▸ Consignes
Renvoyez toutes les lignes du matériel ci-dessous qui contiennent le mot « parts ».

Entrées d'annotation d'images

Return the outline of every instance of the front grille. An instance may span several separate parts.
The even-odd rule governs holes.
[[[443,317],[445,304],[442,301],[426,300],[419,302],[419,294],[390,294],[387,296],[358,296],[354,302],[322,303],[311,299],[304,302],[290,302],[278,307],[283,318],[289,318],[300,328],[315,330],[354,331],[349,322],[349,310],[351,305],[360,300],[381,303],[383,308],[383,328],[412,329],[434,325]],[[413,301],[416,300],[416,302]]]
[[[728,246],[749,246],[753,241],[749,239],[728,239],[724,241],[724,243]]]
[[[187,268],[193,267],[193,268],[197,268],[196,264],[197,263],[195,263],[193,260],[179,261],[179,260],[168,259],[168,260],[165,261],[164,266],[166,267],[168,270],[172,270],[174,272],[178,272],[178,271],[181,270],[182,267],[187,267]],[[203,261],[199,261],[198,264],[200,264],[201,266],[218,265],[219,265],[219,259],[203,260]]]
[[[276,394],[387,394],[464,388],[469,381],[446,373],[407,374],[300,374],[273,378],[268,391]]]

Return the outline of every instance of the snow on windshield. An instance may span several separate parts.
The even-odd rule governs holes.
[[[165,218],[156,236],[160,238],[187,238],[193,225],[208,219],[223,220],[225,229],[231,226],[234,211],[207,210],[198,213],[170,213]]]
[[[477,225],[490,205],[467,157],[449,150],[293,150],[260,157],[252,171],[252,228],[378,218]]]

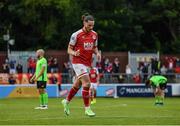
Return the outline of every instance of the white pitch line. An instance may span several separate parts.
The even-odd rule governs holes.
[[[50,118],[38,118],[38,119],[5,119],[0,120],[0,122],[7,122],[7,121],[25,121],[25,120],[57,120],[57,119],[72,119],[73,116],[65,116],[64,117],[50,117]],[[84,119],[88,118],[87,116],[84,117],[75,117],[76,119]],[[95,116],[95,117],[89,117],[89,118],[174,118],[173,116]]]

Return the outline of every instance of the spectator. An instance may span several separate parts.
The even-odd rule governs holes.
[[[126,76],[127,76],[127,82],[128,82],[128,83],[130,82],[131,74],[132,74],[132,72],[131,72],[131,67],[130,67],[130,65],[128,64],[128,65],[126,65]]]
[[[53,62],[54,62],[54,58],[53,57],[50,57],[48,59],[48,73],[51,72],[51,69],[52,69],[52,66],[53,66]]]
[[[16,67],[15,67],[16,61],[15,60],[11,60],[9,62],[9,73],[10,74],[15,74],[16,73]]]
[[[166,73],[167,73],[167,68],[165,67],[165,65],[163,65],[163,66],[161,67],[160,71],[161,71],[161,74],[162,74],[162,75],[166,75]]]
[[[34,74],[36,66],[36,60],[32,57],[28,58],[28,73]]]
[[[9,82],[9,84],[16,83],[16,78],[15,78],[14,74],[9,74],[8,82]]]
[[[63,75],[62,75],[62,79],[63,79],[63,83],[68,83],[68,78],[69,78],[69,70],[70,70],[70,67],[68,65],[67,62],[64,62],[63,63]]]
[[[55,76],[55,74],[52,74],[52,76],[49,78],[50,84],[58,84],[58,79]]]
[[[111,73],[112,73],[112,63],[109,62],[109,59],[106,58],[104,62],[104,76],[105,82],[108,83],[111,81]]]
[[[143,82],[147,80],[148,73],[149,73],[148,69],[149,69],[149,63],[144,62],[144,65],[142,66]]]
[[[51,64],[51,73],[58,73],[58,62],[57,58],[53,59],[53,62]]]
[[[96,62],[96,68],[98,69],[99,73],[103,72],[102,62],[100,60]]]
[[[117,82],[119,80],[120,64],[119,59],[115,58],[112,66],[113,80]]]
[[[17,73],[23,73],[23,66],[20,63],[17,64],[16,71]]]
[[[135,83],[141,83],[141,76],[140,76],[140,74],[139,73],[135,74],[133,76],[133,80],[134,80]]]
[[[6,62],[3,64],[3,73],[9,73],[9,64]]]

▸ Corrigé
Return the outline of every instance of the front grille. An instance may span several separate parts.
Return the outline of every instance of the snow on windshield. An instance may span several separate parts.
Return the outline of every instance of the white pitch line. An instance may span several separate parts.
Return the outline of every instance of the spectator. An instance may span several separate parts.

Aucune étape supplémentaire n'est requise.